TASK DESCRIPTION: In the records below, print each line exactly and leave every image out.

(Dataset entries)
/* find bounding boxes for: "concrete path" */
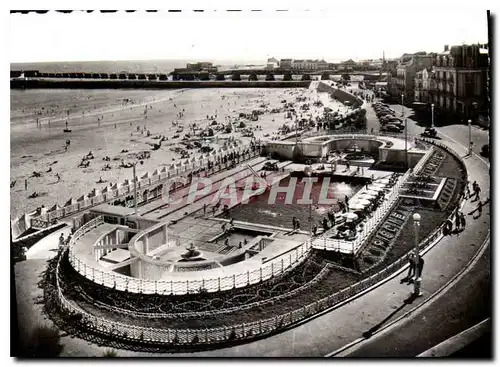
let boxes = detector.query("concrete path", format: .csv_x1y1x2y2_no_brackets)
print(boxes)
337,242,490,357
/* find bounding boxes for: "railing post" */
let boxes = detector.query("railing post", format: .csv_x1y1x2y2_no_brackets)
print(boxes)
247,271,250,285
218,277,221,291
259,267,262,281
233,274,236,288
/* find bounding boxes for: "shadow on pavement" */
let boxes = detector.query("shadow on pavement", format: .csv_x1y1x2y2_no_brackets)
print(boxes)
361,294,417,339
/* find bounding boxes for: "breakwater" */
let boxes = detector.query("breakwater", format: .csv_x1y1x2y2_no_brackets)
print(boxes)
10,78,311,90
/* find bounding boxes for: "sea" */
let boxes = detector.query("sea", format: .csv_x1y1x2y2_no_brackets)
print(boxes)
10,60,267,74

RESPONSE BELOW:
/* find bounding boxes for: "concrete path" */
let boxes = detector.query("concrete path", format: .csv_x1y1x2y2_no_brackets)
print(boxes)
337,242,490,357
/* find bounding boxes for: "railing post" */
let boxes = detector.query("railing post", format: .csv_x1y1x2y2_no_brackets)
print(boxes)
247,271,250,285
218,277,221,291
259,267,262,281
233,274,236,288
/* find bounding boxes for: "shadow on pavement" */
let boxes = detector.query("shadow on pavement", format: .csv_x1y1x2y2_no_brackets)
print(boxes)
361,294,417,339
/* find bounding boxes for: "breakwater" */
let boxes = detector.query("breakwater", format: .csv_x1y1x2y2_no_brackets)
print(boxes)
10,78,311,90
/* find bounding boxes for: "sea" */
let boxes = detector.query("sea", format: .csv_x1y1x2y2_no_brackets)
print(boxes)
10,60,267,74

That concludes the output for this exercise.